所给文段:
---+---

[BZOJ 1652][USACO 06FEB]Treats for the Cows 题解（区间DP）

[BZOJ 1652][USACO 06FEB]Treats for the Cows

Description

FJ has purchased N (1 <= N <= 2000) yummy treats for the cows who get money for giving vast amounts of milk. FJ sells one treat per day and wants to maximize the money he receives over a given period time. The treats are interesting for many reasons: * The treats are numbered 1..N and stored sequentially in single file in a long box that is open at both ends. On any day, FJ can retrieve one treat from either end of his stash of treats. * Like fine wines and delicious cheeses, the treats improve with age and command greater prices. * The treats are not uniform: some are better and have higher intrinsic value. Treat i has value v(i) (1 <= v(i) <= 1000). * Cows pay more for treats that have aged longer: a cow will pay v(i)*a for a treat of age a. Given the values v(i) of each of the treats lined up in order of the index i in their box, what is the greatest value FJ can receive for them if he orders their sale optimally? The first treat is sold on day 1 and has age a=1. Each subsequent day increases the age by 1.

---+---

材料摘录:
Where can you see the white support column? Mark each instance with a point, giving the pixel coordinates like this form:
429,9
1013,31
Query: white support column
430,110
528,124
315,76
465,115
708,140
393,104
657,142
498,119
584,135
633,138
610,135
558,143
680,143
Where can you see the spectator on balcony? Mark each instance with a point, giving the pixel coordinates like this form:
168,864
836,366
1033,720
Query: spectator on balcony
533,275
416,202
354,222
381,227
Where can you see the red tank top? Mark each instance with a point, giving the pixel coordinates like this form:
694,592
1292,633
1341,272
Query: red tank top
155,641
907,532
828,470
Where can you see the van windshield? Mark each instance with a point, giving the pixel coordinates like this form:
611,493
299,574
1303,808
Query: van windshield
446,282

---+---

题目要求: 所给文段中的句子“On any day, FJ can retrieve one treat from either end of his stash of treats.”译成中文是什么？ 请仅依据所给文段作答，不要参考材料。

任务结果: 在任何一天，FJ都可以从他那排零食的任意一端取出一份零食。